** Stored data entries **
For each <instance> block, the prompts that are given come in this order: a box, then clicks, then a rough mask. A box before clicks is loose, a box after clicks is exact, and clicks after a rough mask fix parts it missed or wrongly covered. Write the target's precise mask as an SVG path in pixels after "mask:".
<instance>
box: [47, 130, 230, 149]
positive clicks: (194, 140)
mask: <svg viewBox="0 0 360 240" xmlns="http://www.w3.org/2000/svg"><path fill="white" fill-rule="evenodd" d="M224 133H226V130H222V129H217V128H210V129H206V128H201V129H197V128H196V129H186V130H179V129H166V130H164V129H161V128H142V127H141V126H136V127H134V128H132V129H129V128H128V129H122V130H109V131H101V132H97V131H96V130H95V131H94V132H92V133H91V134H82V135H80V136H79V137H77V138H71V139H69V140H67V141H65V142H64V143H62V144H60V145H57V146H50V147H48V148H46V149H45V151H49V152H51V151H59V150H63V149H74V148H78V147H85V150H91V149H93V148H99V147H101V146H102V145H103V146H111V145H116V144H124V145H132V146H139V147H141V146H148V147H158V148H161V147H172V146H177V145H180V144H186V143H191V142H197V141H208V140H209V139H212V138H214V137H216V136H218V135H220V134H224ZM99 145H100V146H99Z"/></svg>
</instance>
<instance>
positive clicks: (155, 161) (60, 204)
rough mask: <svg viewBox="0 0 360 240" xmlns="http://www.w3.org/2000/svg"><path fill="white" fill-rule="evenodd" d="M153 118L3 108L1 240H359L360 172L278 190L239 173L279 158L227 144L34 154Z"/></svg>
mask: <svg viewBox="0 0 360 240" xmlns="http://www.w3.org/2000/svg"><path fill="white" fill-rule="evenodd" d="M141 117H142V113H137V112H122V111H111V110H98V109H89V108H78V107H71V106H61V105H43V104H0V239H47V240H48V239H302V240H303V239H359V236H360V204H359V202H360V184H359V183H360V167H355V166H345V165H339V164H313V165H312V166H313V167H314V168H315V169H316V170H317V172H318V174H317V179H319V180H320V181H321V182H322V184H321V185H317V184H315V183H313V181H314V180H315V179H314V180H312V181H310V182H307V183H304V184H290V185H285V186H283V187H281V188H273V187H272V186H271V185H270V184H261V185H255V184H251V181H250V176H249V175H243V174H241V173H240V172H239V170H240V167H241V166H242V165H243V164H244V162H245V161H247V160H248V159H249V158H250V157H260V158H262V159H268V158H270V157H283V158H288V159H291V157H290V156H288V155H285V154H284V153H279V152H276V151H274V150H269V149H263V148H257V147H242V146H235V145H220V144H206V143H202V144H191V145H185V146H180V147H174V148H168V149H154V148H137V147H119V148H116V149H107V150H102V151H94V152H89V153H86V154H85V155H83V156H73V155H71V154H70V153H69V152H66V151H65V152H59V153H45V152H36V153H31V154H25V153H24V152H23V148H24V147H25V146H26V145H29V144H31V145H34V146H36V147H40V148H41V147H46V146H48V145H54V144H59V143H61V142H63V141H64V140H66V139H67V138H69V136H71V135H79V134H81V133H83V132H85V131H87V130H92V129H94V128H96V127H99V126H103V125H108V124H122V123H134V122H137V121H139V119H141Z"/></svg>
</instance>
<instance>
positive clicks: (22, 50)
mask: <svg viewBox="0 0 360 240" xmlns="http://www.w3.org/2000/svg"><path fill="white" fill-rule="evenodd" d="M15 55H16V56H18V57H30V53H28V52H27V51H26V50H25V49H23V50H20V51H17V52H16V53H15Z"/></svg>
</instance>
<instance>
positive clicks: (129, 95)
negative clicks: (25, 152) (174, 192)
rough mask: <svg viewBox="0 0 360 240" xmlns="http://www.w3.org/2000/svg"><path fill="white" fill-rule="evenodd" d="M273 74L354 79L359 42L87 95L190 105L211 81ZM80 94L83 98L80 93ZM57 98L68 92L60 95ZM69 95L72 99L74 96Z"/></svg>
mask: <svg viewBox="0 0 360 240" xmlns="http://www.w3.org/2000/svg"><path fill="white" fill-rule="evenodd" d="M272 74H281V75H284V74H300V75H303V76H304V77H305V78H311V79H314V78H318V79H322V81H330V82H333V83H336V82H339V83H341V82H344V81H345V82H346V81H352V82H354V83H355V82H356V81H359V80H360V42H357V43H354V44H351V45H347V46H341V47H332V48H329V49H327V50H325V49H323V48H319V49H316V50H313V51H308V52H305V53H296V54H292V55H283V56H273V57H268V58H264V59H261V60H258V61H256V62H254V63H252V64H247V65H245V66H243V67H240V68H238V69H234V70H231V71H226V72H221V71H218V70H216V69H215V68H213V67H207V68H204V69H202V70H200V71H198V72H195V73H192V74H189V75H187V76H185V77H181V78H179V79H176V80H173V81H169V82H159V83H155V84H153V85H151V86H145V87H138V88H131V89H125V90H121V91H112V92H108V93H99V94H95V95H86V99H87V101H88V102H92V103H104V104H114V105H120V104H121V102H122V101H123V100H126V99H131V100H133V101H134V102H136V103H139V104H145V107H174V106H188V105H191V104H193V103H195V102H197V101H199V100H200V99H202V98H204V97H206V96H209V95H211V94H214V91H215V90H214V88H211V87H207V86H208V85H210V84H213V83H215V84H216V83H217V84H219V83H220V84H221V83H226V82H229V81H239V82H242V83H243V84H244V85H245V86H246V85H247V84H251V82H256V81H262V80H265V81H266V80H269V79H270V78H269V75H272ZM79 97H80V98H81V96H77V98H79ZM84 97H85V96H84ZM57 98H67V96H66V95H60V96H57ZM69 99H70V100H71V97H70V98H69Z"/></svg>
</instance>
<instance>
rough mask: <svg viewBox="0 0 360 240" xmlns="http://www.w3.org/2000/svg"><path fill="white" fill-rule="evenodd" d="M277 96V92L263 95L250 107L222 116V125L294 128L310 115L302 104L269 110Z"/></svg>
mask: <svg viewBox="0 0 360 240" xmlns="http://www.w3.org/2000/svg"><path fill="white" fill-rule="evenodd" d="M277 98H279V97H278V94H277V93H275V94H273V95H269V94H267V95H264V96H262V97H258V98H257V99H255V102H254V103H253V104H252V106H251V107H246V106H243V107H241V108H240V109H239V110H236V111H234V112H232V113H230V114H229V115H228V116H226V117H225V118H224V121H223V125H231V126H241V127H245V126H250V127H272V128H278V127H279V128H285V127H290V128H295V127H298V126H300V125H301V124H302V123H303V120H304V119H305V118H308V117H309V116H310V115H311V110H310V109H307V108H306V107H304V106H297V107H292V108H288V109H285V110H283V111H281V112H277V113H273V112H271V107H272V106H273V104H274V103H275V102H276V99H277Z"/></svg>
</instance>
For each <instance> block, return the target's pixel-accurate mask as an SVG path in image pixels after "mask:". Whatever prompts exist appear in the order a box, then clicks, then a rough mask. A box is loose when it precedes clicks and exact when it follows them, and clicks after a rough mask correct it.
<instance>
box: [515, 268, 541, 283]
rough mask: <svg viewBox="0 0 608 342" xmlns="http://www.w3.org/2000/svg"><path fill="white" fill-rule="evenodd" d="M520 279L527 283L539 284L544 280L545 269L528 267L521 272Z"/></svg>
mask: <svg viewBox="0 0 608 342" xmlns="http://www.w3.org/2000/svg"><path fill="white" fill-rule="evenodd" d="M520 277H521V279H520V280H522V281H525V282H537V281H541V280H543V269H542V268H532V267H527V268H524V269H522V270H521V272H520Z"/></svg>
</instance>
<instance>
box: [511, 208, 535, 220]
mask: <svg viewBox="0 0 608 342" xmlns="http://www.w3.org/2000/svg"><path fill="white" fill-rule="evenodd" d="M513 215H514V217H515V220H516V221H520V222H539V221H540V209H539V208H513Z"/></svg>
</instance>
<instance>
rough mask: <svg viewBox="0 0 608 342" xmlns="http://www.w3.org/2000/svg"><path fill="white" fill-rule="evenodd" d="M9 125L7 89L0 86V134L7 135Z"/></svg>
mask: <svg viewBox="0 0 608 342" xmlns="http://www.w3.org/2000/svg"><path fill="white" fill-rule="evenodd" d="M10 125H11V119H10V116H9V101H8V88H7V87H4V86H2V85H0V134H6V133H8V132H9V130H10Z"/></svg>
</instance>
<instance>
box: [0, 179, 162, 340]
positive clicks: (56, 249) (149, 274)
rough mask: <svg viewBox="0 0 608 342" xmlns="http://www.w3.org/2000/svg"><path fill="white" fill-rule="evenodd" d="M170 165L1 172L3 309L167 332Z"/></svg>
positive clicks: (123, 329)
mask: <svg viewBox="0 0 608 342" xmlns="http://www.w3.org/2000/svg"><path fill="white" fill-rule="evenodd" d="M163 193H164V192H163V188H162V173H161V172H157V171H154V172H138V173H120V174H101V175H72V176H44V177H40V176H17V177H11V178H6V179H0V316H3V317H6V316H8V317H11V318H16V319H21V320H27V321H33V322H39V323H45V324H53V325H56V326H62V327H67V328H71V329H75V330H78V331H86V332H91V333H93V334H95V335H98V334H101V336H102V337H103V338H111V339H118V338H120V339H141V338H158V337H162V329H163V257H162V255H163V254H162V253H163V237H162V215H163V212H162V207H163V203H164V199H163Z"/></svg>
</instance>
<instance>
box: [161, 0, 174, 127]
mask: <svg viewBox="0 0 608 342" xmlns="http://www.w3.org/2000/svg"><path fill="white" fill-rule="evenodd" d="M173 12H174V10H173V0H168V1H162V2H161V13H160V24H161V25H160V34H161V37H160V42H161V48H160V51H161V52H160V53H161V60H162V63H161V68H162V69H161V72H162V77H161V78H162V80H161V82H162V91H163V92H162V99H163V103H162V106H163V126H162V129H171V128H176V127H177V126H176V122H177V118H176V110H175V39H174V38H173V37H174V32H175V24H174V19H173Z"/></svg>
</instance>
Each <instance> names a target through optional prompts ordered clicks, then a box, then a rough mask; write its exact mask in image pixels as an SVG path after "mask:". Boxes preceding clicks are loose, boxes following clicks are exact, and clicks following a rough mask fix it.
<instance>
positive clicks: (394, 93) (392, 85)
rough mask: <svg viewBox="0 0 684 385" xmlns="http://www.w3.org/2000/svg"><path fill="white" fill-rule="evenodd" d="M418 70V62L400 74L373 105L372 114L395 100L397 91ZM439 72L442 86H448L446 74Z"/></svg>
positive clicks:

** Task goal **
Look above for the line with "70V62L400 74L373 105L372", then copy it and each later line exactly, stopping at the last line of the records.

** Task response **
rough mask: <svg viewBox="0 0 684 385" xmlns="http://www.w3.org/2000/svg"><path fill="white" fill-rule="evenodd" d="M418 70V62L400 74L373 105L372 114L395 100L397 91ZM439 72L442 86H448L446 74Z"/></svg>
positive clicks:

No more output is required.